━━━ Items
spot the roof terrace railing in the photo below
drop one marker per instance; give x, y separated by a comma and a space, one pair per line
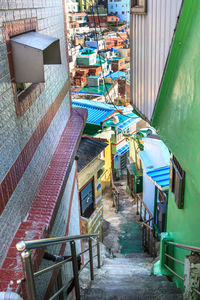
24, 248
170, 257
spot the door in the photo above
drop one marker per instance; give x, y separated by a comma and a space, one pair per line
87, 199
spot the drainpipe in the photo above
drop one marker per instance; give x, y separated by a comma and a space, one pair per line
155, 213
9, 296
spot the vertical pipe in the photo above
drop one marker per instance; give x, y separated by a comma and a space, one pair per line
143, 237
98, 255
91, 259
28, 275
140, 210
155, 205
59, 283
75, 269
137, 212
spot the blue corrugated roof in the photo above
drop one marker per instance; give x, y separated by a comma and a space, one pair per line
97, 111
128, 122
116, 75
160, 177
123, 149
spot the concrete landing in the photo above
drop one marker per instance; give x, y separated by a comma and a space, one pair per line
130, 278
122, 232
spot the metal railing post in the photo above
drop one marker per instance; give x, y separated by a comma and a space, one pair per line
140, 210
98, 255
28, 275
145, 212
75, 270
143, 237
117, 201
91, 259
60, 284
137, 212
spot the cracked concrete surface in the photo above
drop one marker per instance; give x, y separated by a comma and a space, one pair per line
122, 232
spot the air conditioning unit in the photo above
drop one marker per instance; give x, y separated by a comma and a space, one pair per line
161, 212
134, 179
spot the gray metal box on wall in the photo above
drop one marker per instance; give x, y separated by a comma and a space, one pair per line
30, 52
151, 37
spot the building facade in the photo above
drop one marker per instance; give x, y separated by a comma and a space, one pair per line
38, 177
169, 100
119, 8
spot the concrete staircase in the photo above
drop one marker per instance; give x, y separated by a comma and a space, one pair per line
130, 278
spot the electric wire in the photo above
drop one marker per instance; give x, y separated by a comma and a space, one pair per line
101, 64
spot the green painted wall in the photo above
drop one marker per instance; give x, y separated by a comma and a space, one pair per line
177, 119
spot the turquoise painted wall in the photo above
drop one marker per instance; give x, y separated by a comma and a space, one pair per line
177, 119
━━━━━━
Starting at the line that contains "spot the concrete staircase", retype each line through the end of the listing above and nothing else.

spot the concrete staircase in the photo above
drop one marker per instance; give x, y separated by a comma and a space, one pair per line
130, 278
spot the electric wire in the photo above
drop one marker per instance; give x, y separated by a comma and a space, one pair per line
101, 64
spot the green painted wall in the photo above
drop one marker per instance; give x, y separated by a comma and a space, one pair per line
177, 119
spot the turquoise painted wall in the photo above
drop one marker per instance; give x, y separated by a comma and a space, one pair per line
177, 119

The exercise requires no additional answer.